Records from a point labeling set
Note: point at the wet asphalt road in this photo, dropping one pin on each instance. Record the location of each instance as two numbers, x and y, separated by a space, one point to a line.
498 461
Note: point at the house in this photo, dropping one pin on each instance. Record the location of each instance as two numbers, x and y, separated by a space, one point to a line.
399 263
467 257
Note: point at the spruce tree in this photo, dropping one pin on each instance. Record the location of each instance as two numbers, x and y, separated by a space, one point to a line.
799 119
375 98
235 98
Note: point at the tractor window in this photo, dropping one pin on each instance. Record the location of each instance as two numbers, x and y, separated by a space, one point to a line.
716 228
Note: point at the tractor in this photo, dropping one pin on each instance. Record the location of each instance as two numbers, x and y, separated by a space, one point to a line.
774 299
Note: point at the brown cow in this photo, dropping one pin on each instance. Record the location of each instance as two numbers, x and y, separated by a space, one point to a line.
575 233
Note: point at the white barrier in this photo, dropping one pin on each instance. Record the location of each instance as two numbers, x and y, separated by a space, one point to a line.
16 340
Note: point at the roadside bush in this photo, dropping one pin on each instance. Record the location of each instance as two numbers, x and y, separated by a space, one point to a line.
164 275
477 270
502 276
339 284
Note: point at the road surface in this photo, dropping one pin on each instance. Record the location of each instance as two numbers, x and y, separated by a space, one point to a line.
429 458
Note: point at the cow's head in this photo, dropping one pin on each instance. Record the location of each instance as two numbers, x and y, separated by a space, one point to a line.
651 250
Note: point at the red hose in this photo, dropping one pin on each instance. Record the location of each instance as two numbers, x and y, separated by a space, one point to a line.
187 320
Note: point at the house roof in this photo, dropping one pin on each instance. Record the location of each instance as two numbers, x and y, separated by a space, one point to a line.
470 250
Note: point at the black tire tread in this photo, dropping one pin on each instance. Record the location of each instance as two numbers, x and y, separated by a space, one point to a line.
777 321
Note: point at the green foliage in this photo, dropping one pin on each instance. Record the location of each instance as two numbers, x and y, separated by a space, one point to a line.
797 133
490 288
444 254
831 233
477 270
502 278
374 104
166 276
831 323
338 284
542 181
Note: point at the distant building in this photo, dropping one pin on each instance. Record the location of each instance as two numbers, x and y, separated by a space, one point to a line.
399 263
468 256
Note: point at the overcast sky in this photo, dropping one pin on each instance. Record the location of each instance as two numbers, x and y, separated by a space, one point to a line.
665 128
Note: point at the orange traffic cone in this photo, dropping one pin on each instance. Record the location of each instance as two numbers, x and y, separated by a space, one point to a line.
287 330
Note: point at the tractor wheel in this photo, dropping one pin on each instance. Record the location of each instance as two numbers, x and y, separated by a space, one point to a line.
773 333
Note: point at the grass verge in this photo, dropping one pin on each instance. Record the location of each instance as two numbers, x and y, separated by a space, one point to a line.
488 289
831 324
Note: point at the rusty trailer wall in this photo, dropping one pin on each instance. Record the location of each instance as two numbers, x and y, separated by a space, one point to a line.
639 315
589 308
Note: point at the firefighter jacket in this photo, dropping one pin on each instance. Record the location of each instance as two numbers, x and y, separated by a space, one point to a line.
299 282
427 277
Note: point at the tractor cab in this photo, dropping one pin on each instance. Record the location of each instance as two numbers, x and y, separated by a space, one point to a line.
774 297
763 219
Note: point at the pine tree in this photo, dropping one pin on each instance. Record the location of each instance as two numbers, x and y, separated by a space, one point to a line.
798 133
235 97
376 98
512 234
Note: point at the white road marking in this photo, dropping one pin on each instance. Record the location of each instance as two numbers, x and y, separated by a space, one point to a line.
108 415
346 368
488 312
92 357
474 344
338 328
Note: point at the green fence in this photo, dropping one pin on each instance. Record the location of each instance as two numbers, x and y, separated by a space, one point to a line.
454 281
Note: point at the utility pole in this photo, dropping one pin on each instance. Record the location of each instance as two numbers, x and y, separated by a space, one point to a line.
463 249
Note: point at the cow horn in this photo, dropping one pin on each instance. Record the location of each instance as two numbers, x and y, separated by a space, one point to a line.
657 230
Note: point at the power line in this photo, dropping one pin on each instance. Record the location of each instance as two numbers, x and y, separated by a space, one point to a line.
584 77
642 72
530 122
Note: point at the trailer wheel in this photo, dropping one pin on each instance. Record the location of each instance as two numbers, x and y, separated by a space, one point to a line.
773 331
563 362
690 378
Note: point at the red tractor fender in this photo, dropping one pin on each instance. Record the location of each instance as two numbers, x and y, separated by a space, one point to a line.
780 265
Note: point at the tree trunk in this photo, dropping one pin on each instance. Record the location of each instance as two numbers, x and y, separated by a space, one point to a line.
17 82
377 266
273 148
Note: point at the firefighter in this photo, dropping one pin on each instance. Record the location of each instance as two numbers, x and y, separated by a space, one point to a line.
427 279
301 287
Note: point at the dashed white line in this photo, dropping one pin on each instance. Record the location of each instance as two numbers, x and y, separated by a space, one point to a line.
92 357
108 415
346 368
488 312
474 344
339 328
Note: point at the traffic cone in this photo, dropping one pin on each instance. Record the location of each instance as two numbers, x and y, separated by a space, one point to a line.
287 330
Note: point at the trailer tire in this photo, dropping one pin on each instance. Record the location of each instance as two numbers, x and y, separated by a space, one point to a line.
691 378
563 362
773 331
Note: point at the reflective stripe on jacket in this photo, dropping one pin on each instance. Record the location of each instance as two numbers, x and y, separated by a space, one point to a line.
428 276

§ **Problem details**: Repeat every entry exactly as written above.

§ **Answer to this task**:
Note: point at the wet asphalt road in this photo, dropping one pin on each instance. Record the location of each instance as two numbers, x and y, separated by a space, one point to a line.
498 461
Note: point at the house in this photo, dropping one pin on each instance. Record the location of each instance as two numbers, x and y, separated by a space, one point to a line.
399 263
467 257
Note: point at the spruce tree in this photo, dropping one pin on each instance. Record the location of each instance as two numbers, x and y, separated by a space, one point to a line.
799 119
375 98
235 98
Note: point at the tractor window in this photo, dropping one pin on each instance. Record the location of each instance as two numbers, x and y, separated by a space, one point to a line.
716 228
Note: point at the tractor in this photo, dropping one pin on each instance. Record the location of each instance as two numbers, x and y, separated by a space, one point to a line.
774 299
Note: point at the brown cow in this photo, dropping one pin on each instance. Record the location of each instance as two numbers, x and y, separated by a space, one point to a line.
575 233
Note: point at the white barrier in this photo, dropping one pin on each instance. Record the location of each instance as two numbers, x and y, separated by a space, one point to a line.
16 340
Note: point at the roadside bush in this photo, dropping one pin on each instance. Record the location of each instance as two numbers, x and y, separated by a space, one point to a line.
164 275
477 270
502 276
339 284
Note: point at the road surface in this photo, dropping one pin on each instance. Record the location of each instance as two numbers, x and y, separated by a space, one point to a line.
429 458
Note: point at the cow's head in this photo, dropping one pin on each instance. Record the location of each instance as two numbers, x and y, separated by a space, one point to a line.
651 250
Note: point at the red hose in this photo, dropping one pin on each instance. Record the location of each instance as two numbers, x and y, separated by a space, one point to a line.
187 320
Note: point at the house roof in this photo, dropping one pin on each instance. Record the location of each instance as two numbers, x and y, separated by a space, one point to a line.
470 250
Note: point at the black tire tread in this photo, dropping one pin on each instance. Record the location of each instance as two numbers, x and y, separated by a space, one point to a line.
777 321
Note: point at the green foliage in this photo, dropping one pin on each instance. Record the location of each instance as two numbers, x and y, separated by a space, one point to a line.
797 133
490 288
444 254
831 233
477 270
502 278
374 104
166 276
831 323
338 284
542 181
Note: point at the distant building in this photo, dropping one pin on each instance. Record the location of each instance as two numbers, x and y, separated by a space, one point to a line.
399 263
468 256
Note: point at the overcast sky in this photo, dropping one pin on each instance. Record the location of each instance as two numbers, x and y, separated by a space, one point to a line.
665 128
Note: point at the orange traffic cone in this photo, dropping one pin on each instance. Record the location of each instance as two numbers, x and y, separated by a space, one point to a line.
287 330
Note: point at the tractor wheel in this photo, dropping one pin on each instance. Record the location of each instance as two numbers, x and y, separated by a space, one point to a line.
773 333
Note: point at the grass verge in this photo, dropping one pin on each instance. Record the location of each instance as two numbers, x and y, separated by a space, one point to a line.
488 289
831 324
Note: point at the rusty trailer wall in this photo, dropping one pin on each instance. Record the location of each instance as two numbers, x and y, separated by a space, one point to a line.
639 315
589 308
Note: point at the firefighter jacket in this photo, dropping one pin on each instance. Record the location of each instance as two numbers, x and y, separated by a space, one point to a line.
299 282
427 277
Note: point at the tractor cab in this photo, dropping one pin on each instance. Record the location of each instance as two numbers, x and y, separated by a space, one point to a line.
774 297
763 219
Note: point at the pine tree in this photo, dropping one pin on each instance. Record the location of each instance as two numbers, x and y, separated by a space, one point to a line.
798 133
235 97
376 98
512 234
Note: point at the white road marking in this photo, dropping one pin on each instance. Record the location of each instance as two numbers, x and y, separated by a space, one point to a line.
108 415
346 368
488 312
92 357
474 344
338 328
Note: point at the green fence in this photo, dropping one pin on each instance. Record the location of each instance as two numbers, x and y, separated by a space, one point to a line.
454 281
Note: point at the utility pole in this photo, dropping one pin on each instance. Record the location of each instance as two numbers, x and y, separated by a space, one point to a line.
463 249
Note: point at the cow horn in this photo, dropping one pin on each instance. Record the location of each instance as two numbers, x and y, separated by a space, one point to a line.
657 230
Note: point at the power line in this photo, dropping one pin on each instance. Record the location of each instance as two numbers, x and y, separated by a space, one point to a line.
584 77
642 72
530 122
Note: point at the trailer wheel in this photo, dropping one pin on each instance. Record the location of each instance as two numbers, x and y, separated by a space, one point to a line.
773 331
563 362
690 378
Note: point at the red tractor fender in this photo, dropping one pin on each instance. Record the location of each instance as two numbers, x and y, separated by a space, one point to a line.
780 265
Note: point at the tree trunk in this photo, dropping one pin on each instance. Record the location of each instance as two numbers, x and y, separated by a space, one point to a line.
17 82
377 266
273 148
Note: point at the firefighter in this photo, dropping one pin on each instance. Record the location of each instance as two numbers, x and y, separated by a space, one point to a line.
427 279
301 287
Note: point at the dashed white line in this photo, dropping one pin on each instance. Record the location of each instance as two numbers, x and y, separated by a space, one point to a line.
92 357
108 415
346 368
488 312
474 344
339 328
Note: point at the traffic cone in this photo, dropping one pin on each instance. Record the location of each instance as two numbers, x and y, separated by a space, one point to a line.
287 330
Note: point at the trailer tire in this photo, dropping one pin on each instance. Record the location of each instance as two numbers, x and y, separated by a space, one point to a line.
691 378
563 362
773 331
Note: point at the reflective stripe on jacket in this photo, dropping one pin on each instance. Record the location of each instance as two numbers, x and y, separated by a space, one point to a line.
428 276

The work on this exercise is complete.